## CONSIGNE
Recopiez, s'il vous plaît, dans l'extrait sur Nada de Manchette, tout ce qui va de « Les anarchistes, sans » jusqu'à « qu’inutile. (Rabaté, 2017) ».

## EXTRAIT DU DOCUMENT
━━━━

Les anarchistes, sans proposition d’un éventuel contre-État, sans l’appui de la population, ne sont plus que des individus isolés (Dolto, 2023, 228), déprimés, sans raison de vivre, des alcooliques, des malades, des têtes brûlées. Leurs actions ressemblent à des tentatives de suicide par procuration. Nous ne savons rien de leurs revendications, jugées puériles par les journaux (124-125). Mais Manchette ne nous pas fait le coup d’écrire en vain.
Loin de ne porter sur rien, Nada serait ainsi plus classiquement un roman à sujet, à enjeu politique majeur. Mais son titre signale qu’il traite bien d’une sorte de vide qui prend la forme du nihilisme révolutionnaire. Ce vide a pourtant une autre extension, car il touche aussi à une manière d’annulation de l’action, en racontant une aventure de destruction aussi radicale qu’inutile. (Rabaté, 2017)
Car Nada, ce rien, ce coup d’épée dans l’eau, est dense, plein d’une vivacité d’esprit tangible, d’une énergie nerveuse, d’une intelligence aiguë. Ici, « l’énigme [passe] au second plan, au profit d’une réflexion sur les origines mêmes du crime [placé] fermement dans un contexte social et politique » (Desnain, 2015). Les nombreux scandales politiques mis à jour au cours des années 60, la corruption, les abus de pouvoir ont attisé une juste colère menant certains esprits politisés à rêver à une rébellion contre les institutions et à la dénonciation des violences policières au service de l’État. Mais ceux-là mêmes que les anarchistes voudraient dénoncer se feront un devoir de tuer dans l’œuf et dans la chair toute tentative de révolte puis les rendra responsables de leur défaite. C’est cette cruauté, cette hypocrisie étatique que Manchette décrit, tout en exposant la contrepartie de l’action violente, montrant au grand jour l’inévitable cul-de-sac dans lequel les anarchistes se piègent. Il sera particulièrement fier d’avoir pu, avec Nada, influencer quelques militants extrémistes à renoncer à l’action directe (Rabaté, 2017, 88). Le texte n’est pas assujetti à une quelconque idéologie ni à un discours préétabli, l’auteur ne nous dit pas quoi penser ou comment le penser. Au contraire, il laisse place à la pluralité des interprétations, il propose aux lecteurs un portrait multiforme de la complexité du réel. Son approche critique de la société et sa remise en question des normes rapprochent Nada de la littérature désengagée, et ce malgré l’intérêt connu de Manchette pour la gauche.

━━━━

## DONNÉES FOURNIES
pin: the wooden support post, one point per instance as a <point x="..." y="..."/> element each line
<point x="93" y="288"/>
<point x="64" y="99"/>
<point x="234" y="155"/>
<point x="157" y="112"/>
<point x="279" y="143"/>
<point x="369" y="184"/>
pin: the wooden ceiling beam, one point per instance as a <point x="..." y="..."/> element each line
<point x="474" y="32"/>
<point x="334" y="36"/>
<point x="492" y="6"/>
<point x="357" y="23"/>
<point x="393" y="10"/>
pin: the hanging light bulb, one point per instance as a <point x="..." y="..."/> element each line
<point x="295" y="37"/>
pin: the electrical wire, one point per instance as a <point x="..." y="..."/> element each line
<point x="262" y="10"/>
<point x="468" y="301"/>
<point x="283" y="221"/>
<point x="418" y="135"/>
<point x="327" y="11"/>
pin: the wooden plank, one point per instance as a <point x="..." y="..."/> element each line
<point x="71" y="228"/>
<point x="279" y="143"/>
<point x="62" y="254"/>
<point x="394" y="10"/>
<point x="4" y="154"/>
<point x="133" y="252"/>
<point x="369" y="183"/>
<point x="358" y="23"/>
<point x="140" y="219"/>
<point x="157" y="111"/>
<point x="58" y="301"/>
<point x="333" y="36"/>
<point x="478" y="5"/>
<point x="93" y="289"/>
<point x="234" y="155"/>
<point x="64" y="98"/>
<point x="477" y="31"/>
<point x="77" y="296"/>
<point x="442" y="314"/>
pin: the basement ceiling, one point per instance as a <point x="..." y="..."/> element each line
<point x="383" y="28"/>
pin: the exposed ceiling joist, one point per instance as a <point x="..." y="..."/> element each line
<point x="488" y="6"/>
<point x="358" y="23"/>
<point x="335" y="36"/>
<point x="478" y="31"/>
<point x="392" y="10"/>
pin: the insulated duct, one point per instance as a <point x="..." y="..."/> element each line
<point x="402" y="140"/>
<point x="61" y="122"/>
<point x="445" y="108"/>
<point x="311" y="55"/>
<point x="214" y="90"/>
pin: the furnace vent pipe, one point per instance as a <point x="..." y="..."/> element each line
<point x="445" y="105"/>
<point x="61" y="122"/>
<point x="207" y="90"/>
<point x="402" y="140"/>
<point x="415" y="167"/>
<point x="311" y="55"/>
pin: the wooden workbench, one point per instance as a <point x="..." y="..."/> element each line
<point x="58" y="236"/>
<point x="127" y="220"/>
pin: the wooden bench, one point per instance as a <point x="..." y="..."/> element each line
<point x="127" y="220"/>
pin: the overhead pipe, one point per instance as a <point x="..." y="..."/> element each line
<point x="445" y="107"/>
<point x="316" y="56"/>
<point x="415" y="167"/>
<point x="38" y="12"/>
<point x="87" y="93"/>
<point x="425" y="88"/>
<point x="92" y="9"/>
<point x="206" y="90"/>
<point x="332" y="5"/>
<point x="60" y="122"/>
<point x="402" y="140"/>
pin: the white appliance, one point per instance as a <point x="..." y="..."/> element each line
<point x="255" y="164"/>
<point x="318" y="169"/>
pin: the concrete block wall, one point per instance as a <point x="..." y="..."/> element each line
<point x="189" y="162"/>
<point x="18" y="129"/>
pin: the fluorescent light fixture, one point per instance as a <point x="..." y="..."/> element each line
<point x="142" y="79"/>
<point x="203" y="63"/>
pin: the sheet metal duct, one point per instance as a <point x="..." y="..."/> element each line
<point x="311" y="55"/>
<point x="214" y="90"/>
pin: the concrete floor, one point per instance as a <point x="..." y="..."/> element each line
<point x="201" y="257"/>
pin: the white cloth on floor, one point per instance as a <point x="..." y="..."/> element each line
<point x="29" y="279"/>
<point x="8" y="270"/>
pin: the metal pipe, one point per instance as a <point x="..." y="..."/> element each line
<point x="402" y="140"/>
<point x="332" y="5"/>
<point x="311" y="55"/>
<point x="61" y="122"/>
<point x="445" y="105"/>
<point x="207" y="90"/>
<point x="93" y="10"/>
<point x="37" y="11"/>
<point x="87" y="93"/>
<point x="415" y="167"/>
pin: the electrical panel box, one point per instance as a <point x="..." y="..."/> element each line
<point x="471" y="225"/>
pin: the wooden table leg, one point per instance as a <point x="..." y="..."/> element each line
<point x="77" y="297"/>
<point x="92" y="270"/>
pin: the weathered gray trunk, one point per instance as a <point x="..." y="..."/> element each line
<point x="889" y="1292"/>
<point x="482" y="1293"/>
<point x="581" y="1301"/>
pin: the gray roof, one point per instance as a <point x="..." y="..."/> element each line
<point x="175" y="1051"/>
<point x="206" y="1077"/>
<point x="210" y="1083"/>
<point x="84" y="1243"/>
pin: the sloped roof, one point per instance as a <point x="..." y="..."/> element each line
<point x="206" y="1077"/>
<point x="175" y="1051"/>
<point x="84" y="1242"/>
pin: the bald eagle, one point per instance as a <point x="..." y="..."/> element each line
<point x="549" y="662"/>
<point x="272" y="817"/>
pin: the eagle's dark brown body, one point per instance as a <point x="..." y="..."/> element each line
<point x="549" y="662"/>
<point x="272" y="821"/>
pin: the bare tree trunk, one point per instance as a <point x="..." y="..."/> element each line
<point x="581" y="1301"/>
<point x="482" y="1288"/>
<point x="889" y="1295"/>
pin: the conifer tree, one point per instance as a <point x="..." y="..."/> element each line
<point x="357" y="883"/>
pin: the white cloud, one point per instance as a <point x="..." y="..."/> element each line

━━━━

## RÉPONSE
Les anarchistes, sans proposition d’un éventuel contre-État, sans l’appui de la population, ne sont plus que des individus isolés (Dolto, 2023, 228), déprimés, sans raison de vivre, des alcooliques, des malades, des têtes brûlées. Leurs actions ressemblent à des tentatives de suicide par procuration. Nous ne savons rien de leurs revendications, jugées puériles par les journaux (124-125). Mais Manchette ne nous pas fait le coup d’écrire en vain.
Loin de ne porter sur rien, Nada serait ainsi plus classiquement un roman à sujet, à enjeu politique majeur. Mais son titre signale qu’il traite bien d’une sorte de vide qui prend la forme du nihilisme révolutionnaire. Ce vide a pourtant une autre extension, car il touche aussi à une manière d’annulation de l’action, en racontant une aventure de destruction aussi radicale qu’inutile. (Rabaté, 2017)